> Supplied text
TOKYO, April 9 (Reuters) - Benchmark Tokyo rubber futures closed higher on Tuesday but off a two-week high as the yen's decline versus the dollar, which had stoked the recent rally, stalled and further buying withered as rubber prices hit a technical ceiling of 280 yen.
The dollar reversed earlier gains to fall 0.2 percent versus the yen on Tuesday, having hit a four-year high of around 99.65 yen after new Bank of Japan governor Haruhiko Kuroda unveiled a massive stimulus programme on Thursday and swiftly followed up by buying longer-dated bonds on Monday.
"The rubber market came back a bit after it went too far relative to a reaction to the Kuroda shock in the currency market," said a manager at a Japanese commodity brokerage.
The benchmark rubber contract on the Tokyo Commodity Exchange (TOCOM), for September delivery, rose 5.6 yen to settle at 275.9 yen ($2.8) per kg.

> Data shown
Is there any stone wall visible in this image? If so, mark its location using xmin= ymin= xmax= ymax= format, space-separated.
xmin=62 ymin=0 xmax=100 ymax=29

> Tasks for this exercise
1 - List every amount stated in yen in the rubber futures report, in the order they appear.
2 - Write out the part of the rubber futures report that opens with the words containing "The dollar reversed" and closes with "($2.8) per kg.".

> Answers to each task
1 -
280 yen
99.65 yen
5.6 yen
275.9 yen

2 -
The dollar reversed earlier gains to fall 0.2 percent versus the yen on Tuesday, having hit a four-year high of around 99.65 yen after new Bank of Japan governor Haruhiko Kuroda unveiled a massive stimulus programme on Thursday and swiftly followed up by buying longer-dated bonds on Monday.
"The rubber market came back a bit after it went too far relative to a reaction to the Kuroda shock in the currency market," said a manager at a Japanese commodity brokerage.
The benchmark rubber contract on the Tokyo Commodity Exchange (TOCOM), for September delivery, rose 5.6 yen to settle at 275.9 yen ($2.8) per kg.